Text shown –
Wednesday 27 October 2010

Mug.

Having spent twenty years watching my husband as he emerged like a military butterfly through various ranks, from fresh faced Petty Officer to sage old Commander, I always admired his capacity to get up at ungodly hours to get to work whether it be to drive back to Portsmouth on a Monday morning, join a ship or be behind the various desk jobs the Royal Navy appointed him to. I can only now, genuinely appreciate how truly hellish it must have been as by some perverse karma, it is Hubby who is now seeing me off. It is he who is making me a cup of tea in the morning whilst it is still pitch black outside and he who is waving and blowing me kisses farewell as I drive off down the road, far, deep into the bowels of Cornwall as I wend my merry way to my first ‘placement’ school.
I wish I could say that it is only what I deserve, but in the last twenty years, I have been conscious only a handful of times when Hubby has crept out of the house at the crack of dawn and I’m sure that was when I was breastfeeding. So, I am truly grateful that he has not decided to throw a nasty two fingered gesture at me from under the duvet as I put on the ‘big’ light and fling open my wardrobe and deliberate what to wear, or indeed curse me for having my hairdryer on maximum speed. Indeed he has been gracious and good natured and in fact only too glad to get a morning cuddle that he would otherwise forgo were I back to my, never to be seen again, pre-teaching days.
The fact that I am up to my eyeballs in paperwork and a learning curve so steep that it is quite literally vertiginous, has perhaps made me overlook the fact that the poor man himself if not without his degree of stresses and strains. The defence review has been made public and for once, I am not glad that he isn’t a rufty-tufty WAFU. Those poor sods have had a real rum deal and our senior service alas, will not be what it was. Hard to believe that Britannia once ruled the waves. Ironic that I have been studying the Timeline of the English language and that the Jutes, Angles, Danes and Normans after invading us, all had a part to play in our language and the results are in our every day vocabulary. God only knows, without a significant armed force to protect us, who will invade us next and what country’s language will influence ours next. Where is Alfred the Great when we need him?

Entries supplied –
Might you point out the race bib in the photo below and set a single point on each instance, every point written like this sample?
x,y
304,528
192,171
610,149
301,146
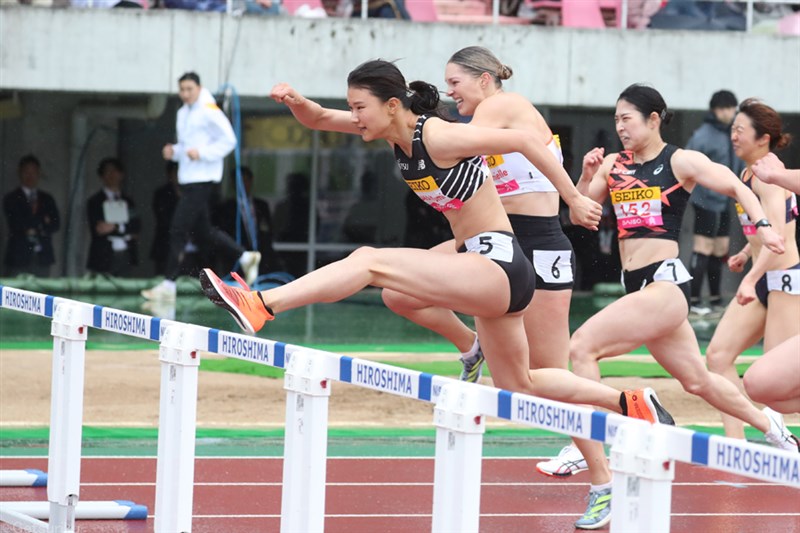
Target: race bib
x,y
787,281
504,183
673,271
637,207
747,225
429,192
495,246
553,266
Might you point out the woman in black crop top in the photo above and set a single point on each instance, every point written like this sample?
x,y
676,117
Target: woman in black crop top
x,y
492,283
646,186
775,314
474,77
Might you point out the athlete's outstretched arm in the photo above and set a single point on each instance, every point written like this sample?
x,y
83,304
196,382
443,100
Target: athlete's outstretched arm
x,y
447,141
594,174
773,199
312,115
770,169
697,167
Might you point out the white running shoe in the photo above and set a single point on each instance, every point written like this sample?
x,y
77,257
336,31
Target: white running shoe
x,y
163,292
778,434
249,263
569,462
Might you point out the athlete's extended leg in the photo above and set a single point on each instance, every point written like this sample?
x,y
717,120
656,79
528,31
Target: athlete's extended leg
x,y
626,324
679,354
549,348
437,319
774,379
467,283
741,327
502,337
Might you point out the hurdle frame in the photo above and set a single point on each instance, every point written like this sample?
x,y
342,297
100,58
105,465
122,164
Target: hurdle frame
x,y
69,332
642,455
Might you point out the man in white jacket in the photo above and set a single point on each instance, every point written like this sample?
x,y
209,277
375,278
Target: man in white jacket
x,y
205,137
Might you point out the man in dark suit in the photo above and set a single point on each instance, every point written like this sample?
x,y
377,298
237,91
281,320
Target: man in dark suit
x,y
32,218
113,223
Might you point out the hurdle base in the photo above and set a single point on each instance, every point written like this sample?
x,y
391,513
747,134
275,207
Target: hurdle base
x,y
100,510
21,520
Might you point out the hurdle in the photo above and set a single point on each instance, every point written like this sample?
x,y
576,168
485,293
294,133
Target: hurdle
x,y
66,421
30,477
642,455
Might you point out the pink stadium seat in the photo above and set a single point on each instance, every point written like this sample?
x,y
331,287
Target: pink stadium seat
x,y
292,5
581,14
421,10
790,24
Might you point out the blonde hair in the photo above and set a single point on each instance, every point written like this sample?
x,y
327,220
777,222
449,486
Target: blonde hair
x,y
476,60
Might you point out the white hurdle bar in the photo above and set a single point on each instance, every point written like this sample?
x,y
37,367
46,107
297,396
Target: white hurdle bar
x,y
69,331
642,455
30,477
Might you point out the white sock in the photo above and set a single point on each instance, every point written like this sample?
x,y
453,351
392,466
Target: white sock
x,y
472,351
598,488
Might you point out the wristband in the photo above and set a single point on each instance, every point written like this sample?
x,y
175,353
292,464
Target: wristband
x,y
763,223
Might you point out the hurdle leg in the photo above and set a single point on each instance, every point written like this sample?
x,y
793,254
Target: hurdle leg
x,y
459,454
177,426
305,444
642,482
66,415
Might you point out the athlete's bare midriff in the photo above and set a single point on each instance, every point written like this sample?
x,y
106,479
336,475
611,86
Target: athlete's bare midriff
x,y
638,253
538,204
480,213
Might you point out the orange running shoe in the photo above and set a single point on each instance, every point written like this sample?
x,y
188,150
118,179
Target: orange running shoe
x,y
643,404
244,305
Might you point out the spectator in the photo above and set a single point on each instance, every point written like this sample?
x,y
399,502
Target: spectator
x,y
113,223
712,210
227,212
205,137
32,218
197,5
109,3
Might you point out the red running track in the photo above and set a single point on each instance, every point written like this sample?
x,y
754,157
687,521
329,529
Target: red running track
x,y
242,495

What the task asks – Why, according to the October 2010 diary entry, is the writer's husband "only too glad" about her early starts? The records are separate material and do not relate to the October 2010 diary entry.

Reply to the exercise – Her early starts give him a morning cuddle. He would otherwise go without it if she were back in her pre-teaching days.